The task: Please write out, exactly as they appear, the line containing "Target: blue sky" and every line after it to the end of the records, and nothing more.

((

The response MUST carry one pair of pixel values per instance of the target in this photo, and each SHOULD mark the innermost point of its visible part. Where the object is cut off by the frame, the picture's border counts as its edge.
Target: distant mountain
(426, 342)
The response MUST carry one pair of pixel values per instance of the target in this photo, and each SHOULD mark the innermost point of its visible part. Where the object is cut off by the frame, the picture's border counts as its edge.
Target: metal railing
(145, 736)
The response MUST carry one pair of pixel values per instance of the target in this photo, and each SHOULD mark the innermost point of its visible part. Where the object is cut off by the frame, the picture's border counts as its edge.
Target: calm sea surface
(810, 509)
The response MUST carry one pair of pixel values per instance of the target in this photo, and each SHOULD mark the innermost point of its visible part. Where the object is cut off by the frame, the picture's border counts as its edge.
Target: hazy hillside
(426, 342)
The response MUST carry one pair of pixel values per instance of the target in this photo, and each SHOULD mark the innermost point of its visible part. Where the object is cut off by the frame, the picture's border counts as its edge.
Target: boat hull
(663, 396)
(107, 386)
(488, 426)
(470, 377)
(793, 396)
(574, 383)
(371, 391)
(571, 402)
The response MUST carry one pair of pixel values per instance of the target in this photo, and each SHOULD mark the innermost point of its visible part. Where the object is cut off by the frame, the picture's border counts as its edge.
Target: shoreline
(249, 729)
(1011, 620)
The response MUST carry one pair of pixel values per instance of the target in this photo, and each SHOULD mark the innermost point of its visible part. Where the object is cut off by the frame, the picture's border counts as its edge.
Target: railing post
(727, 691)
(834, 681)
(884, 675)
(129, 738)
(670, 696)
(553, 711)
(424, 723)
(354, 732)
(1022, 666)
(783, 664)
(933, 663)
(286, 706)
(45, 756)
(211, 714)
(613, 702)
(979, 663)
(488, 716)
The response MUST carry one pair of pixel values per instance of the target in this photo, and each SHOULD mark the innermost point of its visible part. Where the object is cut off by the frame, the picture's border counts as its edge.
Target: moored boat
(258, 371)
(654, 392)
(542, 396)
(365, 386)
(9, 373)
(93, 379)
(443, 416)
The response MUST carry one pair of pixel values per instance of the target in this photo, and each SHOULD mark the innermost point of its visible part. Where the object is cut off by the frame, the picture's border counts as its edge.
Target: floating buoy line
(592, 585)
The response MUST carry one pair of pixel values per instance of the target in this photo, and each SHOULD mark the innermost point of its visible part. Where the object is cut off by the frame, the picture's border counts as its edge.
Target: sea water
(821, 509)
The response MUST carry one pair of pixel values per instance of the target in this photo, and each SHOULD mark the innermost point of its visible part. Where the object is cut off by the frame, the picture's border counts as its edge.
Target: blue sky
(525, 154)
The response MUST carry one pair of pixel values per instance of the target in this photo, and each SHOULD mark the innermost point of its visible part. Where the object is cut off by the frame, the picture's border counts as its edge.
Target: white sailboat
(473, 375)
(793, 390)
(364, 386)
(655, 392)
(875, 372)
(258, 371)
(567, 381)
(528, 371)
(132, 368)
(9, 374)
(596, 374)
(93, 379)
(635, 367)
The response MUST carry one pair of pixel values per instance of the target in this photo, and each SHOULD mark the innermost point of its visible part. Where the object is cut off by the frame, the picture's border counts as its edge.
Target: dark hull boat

))

Result of this task:
Target: blue sky
(525, 154)
The response MUST carry one pair of pixel values per instance of the target in this photo, and each SHOULD mark the innermost point of its visible part. Where the object is cut off by the frame, the picture's border counts as its edge.
Target: white sailboat
(473, 375)
(793, 390)
(364, 386)
(655, 392)
(875, 372)
(258, 371)
(567, 381)
(528, 371)
(132, 368)
(9, 374)
(596, 374)
(93, 379)
(635, 367)
The response MUST carry one pair of pixel values per instance of the target in this photo, and each SHOULD mark the innermost point of its visible part. Where the object is cut off by the frame, the picture's border counts as its edge.
Target: dark hull boat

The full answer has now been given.